• _Liste des tâches_
1 – D'après le portrait de Vincent Vitte, en quelle année Simone Signoret et Alain Delon arrivent-ils à Pontarlier ?
2 – Relevez toutes les personnes nommées dans le portrait de Vincent Vitte.
3 – Poursuivez le portrait de Vincent Vitte à partir de sa dernière phrase.

• _Extrait présenté_
Vincent Vitte, scénariste et réalisateur : « faire un film, c'est piocher dans son intimité la plus profonde »
De Morteau à Paris : itinéraire d'un enfant des montagnes
En Franche-Comté il y a des montres suisses, du fromage, des vaches, des saucisses… Et des cinéastes. En 1973, Simone Signoret et Alain Delon posent leurs valises à Pontarlier (Doubs), pour faire naître le film « Les Granges Brûlées » (réalisé par Jean Chapot). 21 ans plus tard, en octobre 1994, Fabienne Billod, directrice administrative et financière en suisse voisine, et Emmanuel Vitte, artisan tailleur de pierres, s’installent à leur tour à Pontarlier pour donner naissance à leur fils, Vincent Vitte.
Naturellement, à cette époque, Fabienne et Emmanuel ignorent que leur fils aura un quelconque rapport avec le cinéma. Lui-même l’ignore aussi, évidemment, bien qu’il montre très vite un goût prononcé pour les cascades, comme, par exemple, le jour où, à 3 ans, il dévale une colline sur la banquette arrière de la voiture de son père, après en avoir ôté le frein à main. La biographie aurait pu s’arrêter là, mais (spoiler) il survit.

• _Éléments stockés du jeu de données_
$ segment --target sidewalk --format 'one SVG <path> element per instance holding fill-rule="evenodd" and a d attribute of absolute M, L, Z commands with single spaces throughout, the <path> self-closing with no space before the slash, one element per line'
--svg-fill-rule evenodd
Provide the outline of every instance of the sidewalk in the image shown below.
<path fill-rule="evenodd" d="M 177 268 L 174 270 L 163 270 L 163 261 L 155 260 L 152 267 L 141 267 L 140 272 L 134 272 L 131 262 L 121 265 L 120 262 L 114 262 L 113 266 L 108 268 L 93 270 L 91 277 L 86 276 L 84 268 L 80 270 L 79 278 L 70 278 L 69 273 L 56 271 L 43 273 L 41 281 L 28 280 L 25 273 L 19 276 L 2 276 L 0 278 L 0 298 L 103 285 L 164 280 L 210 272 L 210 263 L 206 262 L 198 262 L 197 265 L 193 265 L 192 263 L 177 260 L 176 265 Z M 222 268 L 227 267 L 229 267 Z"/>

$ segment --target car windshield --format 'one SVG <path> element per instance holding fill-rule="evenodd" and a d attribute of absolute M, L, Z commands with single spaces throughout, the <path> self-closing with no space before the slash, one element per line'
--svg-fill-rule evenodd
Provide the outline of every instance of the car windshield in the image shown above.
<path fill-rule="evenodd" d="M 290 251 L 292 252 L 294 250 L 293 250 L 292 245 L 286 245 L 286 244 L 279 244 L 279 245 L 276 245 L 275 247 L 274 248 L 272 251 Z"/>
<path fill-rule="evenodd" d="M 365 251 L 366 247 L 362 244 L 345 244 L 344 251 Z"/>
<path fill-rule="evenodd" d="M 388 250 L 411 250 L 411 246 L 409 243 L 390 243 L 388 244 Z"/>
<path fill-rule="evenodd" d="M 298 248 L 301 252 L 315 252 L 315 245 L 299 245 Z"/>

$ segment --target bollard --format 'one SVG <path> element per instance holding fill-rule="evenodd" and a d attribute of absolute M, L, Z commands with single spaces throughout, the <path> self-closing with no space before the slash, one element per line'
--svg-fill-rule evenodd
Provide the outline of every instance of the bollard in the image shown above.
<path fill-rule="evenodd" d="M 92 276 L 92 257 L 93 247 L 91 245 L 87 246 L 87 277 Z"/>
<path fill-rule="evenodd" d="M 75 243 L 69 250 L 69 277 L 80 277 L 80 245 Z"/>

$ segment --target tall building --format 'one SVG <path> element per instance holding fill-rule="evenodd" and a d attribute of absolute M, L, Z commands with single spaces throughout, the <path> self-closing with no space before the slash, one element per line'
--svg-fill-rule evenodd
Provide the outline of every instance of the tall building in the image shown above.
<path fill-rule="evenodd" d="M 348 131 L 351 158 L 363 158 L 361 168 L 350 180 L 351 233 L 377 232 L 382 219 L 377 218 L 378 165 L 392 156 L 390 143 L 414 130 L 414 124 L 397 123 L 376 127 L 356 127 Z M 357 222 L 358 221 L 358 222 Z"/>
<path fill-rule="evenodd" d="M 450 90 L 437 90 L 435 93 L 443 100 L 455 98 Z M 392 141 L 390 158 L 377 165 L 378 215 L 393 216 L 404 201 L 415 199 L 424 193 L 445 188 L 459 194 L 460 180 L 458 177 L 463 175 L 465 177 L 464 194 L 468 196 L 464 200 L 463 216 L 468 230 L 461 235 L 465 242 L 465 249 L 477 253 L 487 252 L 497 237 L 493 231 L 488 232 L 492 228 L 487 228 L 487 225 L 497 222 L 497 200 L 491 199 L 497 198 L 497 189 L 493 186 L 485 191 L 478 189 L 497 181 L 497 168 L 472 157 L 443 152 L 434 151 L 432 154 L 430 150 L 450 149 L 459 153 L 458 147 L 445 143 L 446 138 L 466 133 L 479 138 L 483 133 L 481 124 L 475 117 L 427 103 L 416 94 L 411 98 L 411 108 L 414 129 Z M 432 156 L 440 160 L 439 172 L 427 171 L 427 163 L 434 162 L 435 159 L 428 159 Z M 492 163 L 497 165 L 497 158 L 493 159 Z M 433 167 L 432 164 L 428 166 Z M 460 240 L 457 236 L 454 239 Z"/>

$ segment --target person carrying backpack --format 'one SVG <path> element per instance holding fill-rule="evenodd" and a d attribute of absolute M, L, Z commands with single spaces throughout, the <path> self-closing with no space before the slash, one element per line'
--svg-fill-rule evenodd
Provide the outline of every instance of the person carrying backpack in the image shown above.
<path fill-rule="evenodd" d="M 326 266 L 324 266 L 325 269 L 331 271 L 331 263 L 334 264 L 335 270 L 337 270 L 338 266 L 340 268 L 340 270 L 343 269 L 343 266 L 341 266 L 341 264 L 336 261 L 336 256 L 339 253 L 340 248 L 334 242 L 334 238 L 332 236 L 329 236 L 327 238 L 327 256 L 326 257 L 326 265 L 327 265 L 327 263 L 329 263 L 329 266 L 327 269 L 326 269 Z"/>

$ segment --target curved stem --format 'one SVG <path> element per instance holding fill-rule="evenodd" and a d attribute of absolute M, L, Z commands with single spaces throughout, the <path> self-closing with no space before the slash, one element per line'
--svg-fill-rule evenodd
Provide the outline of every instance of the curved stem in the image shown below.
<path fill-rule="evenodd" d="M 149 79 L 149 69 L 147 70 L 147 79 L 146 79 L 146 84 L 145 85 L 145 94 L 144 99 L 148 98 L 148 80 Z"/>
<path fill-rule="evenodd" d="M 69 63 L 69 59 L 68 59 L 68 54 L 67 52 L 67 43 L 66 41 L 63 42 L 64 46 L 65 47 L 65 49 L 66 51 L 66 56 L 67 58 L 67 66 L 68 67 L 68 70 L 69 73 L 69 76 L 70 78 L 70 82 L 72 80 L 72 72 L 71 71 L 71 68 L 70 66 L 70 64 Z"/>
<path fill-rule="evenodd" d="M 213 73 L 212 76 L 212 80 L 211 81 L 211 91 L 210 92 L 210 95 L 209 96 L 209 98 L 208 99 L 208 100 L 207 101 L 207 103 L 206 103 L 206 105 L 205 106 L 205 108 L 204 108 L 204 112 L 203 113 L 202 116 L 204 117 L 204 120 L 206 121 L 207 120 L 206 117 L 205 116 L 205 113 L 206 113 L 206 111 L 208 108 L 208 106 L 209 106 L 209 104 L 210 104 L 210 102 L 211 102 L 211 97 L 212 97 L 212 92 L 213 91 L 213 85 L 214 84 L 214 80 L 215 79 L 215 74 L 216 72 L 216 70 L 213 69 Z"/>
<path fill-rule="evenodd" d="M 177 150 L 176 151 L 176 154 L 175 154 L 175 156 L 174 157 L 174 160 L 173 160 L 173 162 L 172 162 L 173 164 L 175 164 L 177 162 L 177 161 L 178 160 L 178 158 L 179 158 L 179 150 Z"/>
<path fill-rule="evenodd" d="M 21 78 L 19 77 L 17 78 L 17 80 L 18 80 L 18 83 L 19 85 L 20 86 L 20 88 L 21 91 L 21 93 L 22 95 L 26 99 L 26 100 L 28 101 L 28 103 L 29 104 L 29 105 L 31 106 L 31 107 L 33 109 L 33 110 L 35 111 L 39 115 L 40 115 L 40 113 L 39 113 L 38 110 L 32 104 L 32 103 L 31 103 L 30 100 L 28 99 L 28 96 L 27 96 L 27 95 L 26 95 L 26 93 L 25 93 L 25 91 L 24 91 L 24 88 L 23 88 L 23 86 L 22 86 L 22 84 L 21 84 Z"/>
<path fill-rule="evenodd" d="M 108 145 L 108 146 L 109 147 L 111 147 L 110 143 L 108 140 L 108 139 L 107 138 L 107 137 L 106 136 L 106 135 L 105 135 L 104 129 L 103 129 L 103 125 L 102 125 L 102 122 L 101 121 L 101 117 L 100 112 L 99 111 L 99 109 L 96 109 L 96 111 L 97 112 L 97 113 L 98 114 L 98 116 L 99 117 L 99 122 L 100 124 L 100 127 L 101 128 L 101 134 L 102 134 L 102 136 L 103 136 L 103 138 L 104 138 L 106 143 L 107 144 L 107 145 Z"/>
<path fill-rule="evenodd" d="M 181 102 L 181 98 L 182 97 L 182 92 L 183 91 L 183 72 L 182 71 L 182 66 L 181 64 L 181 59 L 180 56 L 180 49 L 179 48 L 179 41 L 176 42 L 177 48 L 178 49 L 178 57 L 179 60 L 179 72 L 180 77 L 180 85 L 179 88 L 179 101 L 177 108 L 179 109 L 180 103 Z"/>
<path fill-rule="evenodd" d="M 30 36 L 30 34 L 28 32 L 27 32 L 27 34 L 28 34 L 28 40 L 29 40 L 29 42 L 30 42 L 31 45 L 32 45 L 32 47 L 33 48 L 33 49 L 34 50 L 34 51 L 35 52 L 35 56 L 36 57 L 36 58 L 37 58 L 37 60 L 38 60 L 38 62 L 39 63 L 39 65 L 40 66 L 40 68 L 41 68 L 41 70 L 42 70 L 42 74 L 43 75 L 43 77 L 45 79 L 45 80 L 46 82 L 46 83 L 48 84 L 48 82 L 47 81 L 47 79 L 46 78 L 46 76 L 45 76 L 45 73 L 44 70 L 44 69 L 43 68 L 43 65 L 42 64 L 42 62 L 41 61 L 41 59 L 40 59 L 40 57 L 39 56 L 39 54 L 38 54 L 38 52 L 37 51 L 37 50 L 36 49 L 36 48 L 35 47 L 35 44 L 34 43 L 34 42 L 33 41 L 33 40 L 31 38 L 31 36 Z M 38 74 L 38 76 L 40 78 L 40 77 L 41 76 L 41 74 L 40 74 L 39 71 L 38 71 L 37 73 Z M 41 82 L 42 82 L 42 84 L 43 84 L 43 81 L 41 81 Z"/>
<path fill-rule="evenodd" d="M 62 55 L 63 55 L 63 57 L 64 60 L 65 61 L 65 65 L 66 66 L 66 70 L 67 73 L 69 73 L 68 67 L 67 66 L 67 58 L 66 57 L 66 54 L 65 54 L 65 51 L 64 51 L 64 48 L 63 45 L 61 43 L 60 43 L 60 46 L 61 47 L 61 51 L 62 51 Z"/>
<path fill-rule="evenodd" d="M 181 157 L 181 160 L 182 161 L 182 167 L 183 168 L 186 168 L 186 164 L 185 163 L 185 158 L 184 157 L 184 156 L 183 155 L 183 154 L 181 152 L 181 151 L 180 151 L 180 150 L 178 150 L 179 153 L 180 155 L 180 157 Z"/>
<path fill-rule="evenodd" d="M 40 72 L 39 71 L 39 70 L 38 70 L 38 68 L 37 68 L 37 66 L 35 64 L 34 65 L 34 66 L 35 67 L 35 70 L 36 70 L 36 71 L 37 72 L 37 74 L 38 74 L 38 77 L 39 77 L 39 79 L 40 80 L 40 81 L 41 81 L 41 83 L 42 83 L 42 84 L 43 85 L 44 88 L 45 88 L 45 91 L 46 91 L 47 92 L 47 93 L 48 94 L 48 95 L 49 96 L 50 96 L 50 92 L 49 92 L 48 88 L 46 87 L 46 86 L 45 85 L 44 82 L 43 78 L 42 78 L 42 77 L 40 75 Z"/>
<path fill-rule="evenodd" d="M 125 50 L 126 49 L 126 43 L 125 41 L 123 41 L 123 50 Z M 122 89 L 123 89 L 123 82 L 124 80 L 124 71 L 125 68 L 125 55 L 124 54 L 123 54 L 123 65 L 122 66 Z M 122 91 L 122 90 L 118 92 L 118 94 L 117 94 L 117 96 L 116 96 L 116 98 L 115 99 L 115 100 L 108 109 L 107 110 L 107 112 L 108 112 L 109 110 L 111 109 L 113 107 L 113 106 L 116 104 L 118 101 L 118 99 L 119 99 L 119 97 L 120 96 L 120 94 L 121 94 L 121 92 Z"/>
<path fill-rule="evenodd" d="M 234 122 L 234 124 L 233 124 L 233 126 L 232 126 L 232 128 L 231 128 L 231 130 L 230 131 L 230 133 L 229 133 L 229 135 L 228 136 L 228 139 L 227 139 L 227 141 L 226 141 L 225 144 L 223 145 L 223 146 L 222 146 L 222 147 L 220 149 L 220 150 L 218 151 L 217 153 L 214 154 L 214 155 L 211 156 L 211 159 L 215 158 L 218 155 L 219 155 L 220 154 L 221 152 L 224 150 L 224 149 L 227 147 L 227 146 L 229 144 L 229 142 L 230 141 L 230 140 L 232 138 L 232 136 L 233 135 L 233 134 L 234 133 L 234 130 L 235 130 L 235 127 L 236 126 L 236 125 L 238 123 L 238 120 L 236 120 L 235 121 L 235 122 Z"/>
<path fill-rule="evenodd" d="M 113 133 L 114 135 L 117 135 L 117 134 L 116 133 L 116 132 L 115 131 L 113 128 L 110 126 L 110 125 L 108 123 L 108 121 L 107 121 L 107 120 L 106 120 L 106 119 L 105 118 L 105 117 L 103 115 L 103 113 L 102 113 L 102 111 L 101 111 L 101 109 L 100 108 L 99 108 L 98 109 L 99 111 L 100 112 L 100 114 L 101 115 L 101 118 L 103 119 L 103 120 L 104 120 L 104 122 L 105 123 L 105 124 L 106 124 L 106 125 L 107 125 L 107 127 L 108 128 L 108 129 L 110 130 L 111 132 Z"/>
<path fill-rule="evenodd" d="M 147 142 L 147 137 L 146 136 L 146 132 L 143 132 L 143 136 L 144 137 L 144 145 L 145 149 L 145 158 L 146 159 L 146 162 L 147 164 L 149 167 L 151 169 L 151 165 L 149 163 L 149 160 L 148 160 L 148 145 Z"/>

• _Résultats_
1 – En 1973.

2 – Vincent Vitte, Simone Signoret, Alain Delon, Jean Chapot, Fabienne Billod, Emmanuel Vitte.

3 –
Quelques années plus tard, la famille s’installe à Morteau, petit village niché dans les montagnes, non loin de là. De la fenêtre de la chocolaterie, où travaille sa mère et où il réside, le jeune Vincent Vitte regarde, rêveur, passer la locomotive à vapeur de « Monsieur Batignole », réalisé par Gérard Jugnot. Dans son école, c’est Nicole Garcia qui y filme « L’Adversaire », avec Daniel Auteuil.
Le 7ème art lui fait de l'oeil, mais c'est d'abord sur le papier que Vincent Vitte jette son dévolu. Au lycée de Morteau, il choisit la filière littéraire, où il rencontre son meilleur ami Kevin Desmidts, avec qui il formera plus tard un binôme inséparable.
Le bac en poche, il quitte Morteau… pour Paris, où il est propulsé au prestigieux lycée Henri IV, en classes préparatoires de lettres modernes, puis à la Sorbonne, en philosophie.
De la ruralité à l’élite, la transition n’est pas rose, le dialogue parfois complexe. « J’ai découvert un monde où cohabitent complétement une précarité totale et des gens beaucoup plus aisés. (…) Pour la première fois dans ma vie, je me suis rendu compte que le langage échouait lamentablement, à un moment où j’avais vraiment quelque chose à dire. »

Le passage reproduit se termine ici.